WHAT YOU NEED TO DO: Copy all lines below exactly as written. Leave pictures out.

TASK INPUT:
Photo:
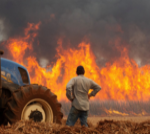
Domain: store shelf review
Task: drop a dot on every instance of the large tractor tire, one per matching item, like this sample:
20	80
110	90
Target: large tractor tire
33	102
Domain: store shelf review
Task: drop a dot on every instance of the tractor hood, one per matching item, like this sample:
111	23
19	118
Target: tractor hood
14	72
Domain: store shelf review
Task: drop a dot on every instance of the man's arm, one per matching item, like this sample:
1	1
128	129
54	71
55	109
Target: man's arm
69	90
96	88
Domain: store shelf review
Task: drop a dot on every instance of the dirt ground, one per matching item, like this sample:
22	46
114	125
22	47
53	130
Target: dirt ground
97	125
136	119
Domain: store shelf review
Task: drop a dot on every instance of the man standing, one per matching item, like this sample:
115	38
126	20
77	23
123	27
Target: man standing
77	92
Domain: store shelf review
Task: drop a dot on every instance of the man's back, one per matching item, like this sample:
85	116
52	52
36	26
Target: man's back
80	86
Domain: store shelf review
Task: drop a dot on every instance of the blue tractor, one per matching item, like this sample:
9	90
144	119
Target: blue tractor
20	100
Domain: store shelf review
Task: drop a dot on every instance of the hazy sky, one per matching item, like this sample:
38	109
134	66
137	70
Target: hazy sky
102	22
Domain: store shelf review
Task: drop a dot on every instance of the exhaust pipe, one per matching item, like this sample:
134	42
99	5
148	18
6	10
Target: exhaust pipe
1	53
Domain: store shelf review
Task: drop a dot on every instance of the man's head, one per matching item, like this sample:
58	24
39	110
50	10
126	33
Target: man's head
80	70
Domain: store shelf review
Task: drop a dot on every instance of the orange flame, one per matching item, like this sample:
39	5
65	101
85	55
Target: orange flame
122	80
114	112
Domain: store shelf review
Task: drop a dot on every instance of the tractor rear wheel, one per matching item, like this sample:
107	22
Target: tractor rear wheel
33	102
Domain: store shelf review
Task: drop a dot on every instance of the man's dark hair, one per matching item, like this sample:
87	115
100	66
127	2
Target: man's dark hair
80	70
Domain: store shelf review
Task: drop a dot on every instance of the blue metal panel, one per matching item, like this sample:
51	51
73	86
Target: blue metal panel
10	72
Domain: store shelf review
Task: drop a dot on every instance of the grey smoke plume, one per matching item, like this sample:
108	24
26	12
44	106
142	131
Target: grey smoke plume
102	22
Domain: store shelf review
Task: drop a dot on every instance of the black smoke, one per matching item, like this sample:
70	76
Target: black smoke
100	22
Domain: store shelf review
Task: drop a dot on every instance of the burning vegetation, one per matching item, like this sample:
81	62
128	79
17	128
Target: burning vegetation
103	127
123	80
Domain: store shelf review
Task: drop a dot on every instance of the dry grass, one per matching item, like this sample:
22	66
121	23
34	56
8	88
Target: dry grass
97	125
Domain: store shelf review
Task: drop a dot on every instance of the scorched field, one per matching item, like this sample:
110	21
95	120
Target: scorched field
97	125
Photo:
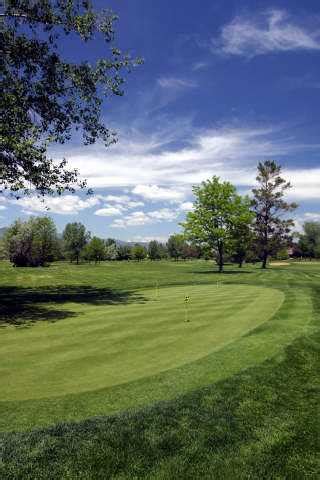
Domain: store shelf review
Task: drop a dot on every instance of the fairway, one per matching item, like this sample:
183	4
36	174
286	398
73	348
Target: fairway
106	345
102	376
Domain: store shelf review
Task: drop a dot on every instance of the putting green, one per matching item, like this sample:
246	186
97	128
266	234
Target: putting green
107	345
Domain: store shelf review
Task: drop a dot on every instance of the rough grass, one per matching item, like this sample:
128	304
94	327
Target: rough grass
259	422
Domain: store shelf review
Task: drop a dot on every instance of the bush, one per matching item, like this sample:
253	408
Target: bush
32	243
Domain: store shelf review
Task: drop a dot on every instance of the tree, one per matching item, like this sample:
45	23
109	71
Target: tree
154	250
75	237
271	229
175	246
218	211
124	252
32	243
139	252
190	250
309	240
44	97
95	250
111	251
243	240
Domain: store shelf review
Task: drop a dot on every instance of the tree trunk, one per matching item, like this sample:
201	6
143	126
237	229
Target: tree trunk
220	255
264	260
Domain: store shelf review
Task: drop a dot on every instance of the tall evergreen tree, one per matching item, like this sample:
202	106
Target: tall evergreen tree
32	243
75	237
272	227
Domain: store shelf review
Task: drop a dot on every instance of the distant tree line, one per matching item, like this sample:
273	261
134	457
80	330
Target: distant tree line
36	242
223	226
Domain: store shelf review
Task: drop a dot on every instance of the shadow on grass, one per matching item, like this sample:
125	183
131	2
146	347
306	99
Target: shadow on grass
225	272
24	306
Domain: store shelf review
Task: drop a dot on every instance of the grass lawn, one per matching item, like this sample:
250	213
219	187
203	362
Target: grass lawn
230	393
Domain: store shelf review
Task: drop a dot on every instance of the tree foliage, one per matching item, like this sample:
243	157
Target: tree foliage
175	246
272	227
138	252
44	97
75	237
218	212
32	243
95	250
156	250
309	241
111	251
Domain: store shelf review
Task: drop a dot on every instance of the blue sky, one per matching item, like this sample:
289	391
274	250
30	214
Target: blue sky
224	85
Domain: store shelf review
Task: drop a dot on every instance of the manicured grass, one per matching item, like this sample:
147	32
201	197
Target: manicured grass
240	380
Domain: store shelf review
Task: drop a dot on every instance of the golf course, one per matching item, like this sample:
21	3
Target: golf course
150	369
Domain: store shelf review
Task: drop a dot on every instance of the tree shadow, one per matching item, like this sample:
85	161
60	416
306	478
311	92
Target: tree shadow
25	306
225	272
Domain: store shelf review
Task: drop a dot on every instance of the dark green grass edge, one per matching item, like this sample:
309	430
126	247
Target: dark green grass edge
261	423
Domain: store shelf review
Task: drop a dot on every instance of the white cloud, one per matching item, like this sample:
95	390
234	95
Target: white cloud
175	83
186	206
64	205
164	214
156	193
122	202
305	183
158	171
147	239
140	218
133	219
199	66
312	217
273	30
108	211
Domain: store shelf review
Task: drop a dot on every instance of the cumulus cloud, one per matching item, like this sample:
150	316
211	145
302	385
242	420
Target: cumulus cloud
269	31
186	206
147	239
312	217
140	218
305	183
158	171
122	201
64	205
156	193
108	211
175	83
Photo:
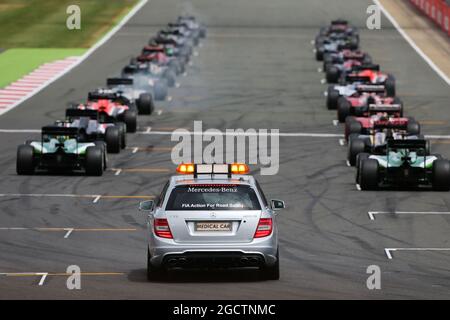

FINAL ANSWER:
Photo:
Domain: store shelf review
Task: drop a dot on every instance of the large tractor tire, one per matching item, like this sample:
20	80
110	90
Target: large tractor tire
33	102
Domain: store shelf review
Task: drop a dot on every instance of the tractor hood, one per matching item, like this sample:
111	23
19	118
Target: tractor hood
14	72
Domain: store shelf review
Task: drop a dot on every instance of the man's arm, one per matching item, like this sample:
1	1
128	129
54	71
55	109
Target: man's arm
69	90
96	88
Domain: store shelf review
Task: drop a dot on every instance of the dirt ground, one per matching item, like this sample:
22	46
114	125
22	47
53	130
Target: dirt ground
97	125
136	119
Domain: store shelf review
Task: drop a dot on every instance of the man standing, one per matching item, like this sample:
115	38
126	20
77	23
123	27
Target: man standing
77	92
Domain: store shelf review
Task: drop a dot on every instance of the man's back, one per matching item, like this sample:
85	116
52	52
36	26
Target: man's back
80	86
Domain: store shelf review
Task: drop a dot on every instance of the blue tractor, one per matching item, like this sample:
9	90
144	119
Target: blue tractor
20	100
Domain: store shelf review
Task: drop a dot on every instance of the hazy sky, one per matching item, like this sample:
38	109
134	66
137	70
Target: hazy sky
102	22
Domain: store shelf review
Task: drop a dot on every instance of the exhaust pipe, one per matching item, like this sample:
134	42
99	5
148	18
6	10
Target: exhaust pipe
1	53
Domain: store shelf review
Task: drop a dot on every instance of the man's head, one per matching item, like this sample:
58	24
39	110
50	10
126	33
Target: man's head
80	70
Domain: store shelf review
Task: drop a dot on every instance of the orange flame, one per matching item, like this sample:
39	5
65	101
85	55
Target: orange flame
122	80
114	112
Domain: store shelf review
Task: drop a dot on every instance of the tractor rear wheel, one per matching item, like this sample:
107	22
Target: tractor rear wheel
33	102
Domain: store shelf review
Task: drop a dot on every instance of the man's dark hair, one per matching item, like this sample:
87	115
100	66
127	2
Target: man's dark hair
80	70
Domain: store shelf review
Task: drop a dot on every instance of the blue metal panel, one per matching item, like this sample:
51	51
73	86
Target: blue metal panel
10	72
Domain: store shelf review
Task: drop a dot on every instance of the grey smoke plume, one per matching item, like this sample:
108	24
26	12
44	106
142	131
Target: grey smoke plume
102	22
Domain: store shelf review
Task: drop a dot on every instance of the black smoke, one per matching item, like this sample:
70	76
Target: black smoke
100	22
Domain: store shelf review
Task: drop a dot on every instance of the burning vegetation, one per matching item, like this sample:
81	62
128	79
17	128
Target: burning vegetation
103	127
123	80
Domain: store shelf review
Task: drop a dot on every instance of the dry grass, one per matching item, like this sample:
22	66
121	23
34	56
8	88
Target: dry grass
97	125
Domain: store shelf review
Task: drop a dot on every instance of the scorched field, one per matching item, like this sample:
110	21
95	120
Target: scorched field
97	125
Photo:
Domain: store shelf review
Task: drop a dot on every instance of the fairway, one per matching item, like this sample:
183	4
36	174
286	398
73	348
Target: fairway
106	345
102	376
Domain: store shelf review
Task: drop a dot on every instance of the putting green, one per matching item, like this sample:
246	186
97	128
266	234
Target: putting green
107	345
Domain: store shelf review
Task: drop a dot on every instance of the rough grass, one per matching item, like this sample:
128	304
94	327
Target: rough grass
259	422
Domain: store shelf review
Task: drop a dot on every instance of the bush, one per matching item, like this sample:
253	408
Target: bush
32	243
Domain: store shelf review
Task: drop a dot on every instance of the tree, one per matching item, like this sample:
45	23
109	71
Target: tree
154	250
75	237
271	229
175	246
218	211
124	252
32	243
139	252
190	250
309	240
44	97
95	250
111	251
243	240
Domain: store shelf review
Task: drop a dot on every instance of the tree trunk, one per matching item, like this sample:
201	6
143	126
237	229
Target: tree trunk
220	255
264	260
Domain: store shelf review
Task: drop a dot on every instance of the tall evergreen tree, one per matching item, like this sample:
202	106
Target: tall evergreen tree
32	243
75	237
272	227
Domain: store shelf review
Task: drop a dot on every instance of the distant tree line, one per matching item, like this sample:
273	261
134	457
80	330
Target: distant tree line
36	242
223	226
Domain: store shelf review
Task: drop a dot on every instance of the shadow on grass, one per matching item, like this sample:
125	183
131	2
146	347
306	99
Target: shadow on grass
225	272
24	306
Domain: store shelf review
Task: drop a dot on every instance of the grass lawn, one per matching item, like this sample:
250	213
219	187
203	362
Target: grass lawn
230	393
Domain: store shelf review
Task: drop a dot on every instance of the tree foliage, one per matching item, like this sample:
243	157
Target: tree foliage
175	246
272	227
138	252
44	97
75	237
218	212
32	243
95	250
156	250
309	241
111	251
Domain: store shelf review
Task: drop a dot on every instance of the blue sky, one per matching item, like this sample:
289	391
274	250
30	214
Target: blue sky
224	85
Domain: store shelf review
Task: drop a dot on every instance of the manicured grass, one per matching item, like this sample:
147	32
201	197
Target: manicured grass
240	380
Domain: store shelf review
Task: drop a dot on every instance of the golf course, one per matching item, like this sample:
21	3
Target: golf course
150	369
Domain: store shelf review
Task: drop a dot on every instance of the tree shadow, one per matching item, like this sample:
85	161
60	416
306	478
311	92
Target: tree shadow
25	306
225	272
Domain: store shelf review
Task: drop a dot on every instance of the dark green grass edge, one per matching item, like this sample:
309	430
126	247
Target: dark green grass edge
261	423
Domain: store shelf review
Task: drop a dot on every instance of the white cloud, one per matching item, like this sample:
95	390
234	95
Target: white cloud
175	83
186	206
64	205
164	214
156	193
122	202
305	183
158	171
147	239
140	218
133	219
199	66
312	217
273	30
108	211
Domain: store shelf review
Task: drop a dot on every instance of the cumulus cloud, one per matching item, like this sample:
150	316
211	145
302	385
242	420
Target: cumulus cloud
269	31
186	206
147	239
312	217
140	218
305	183
158	171
122	201
64	205
156	193
108	211
175	83
Photo:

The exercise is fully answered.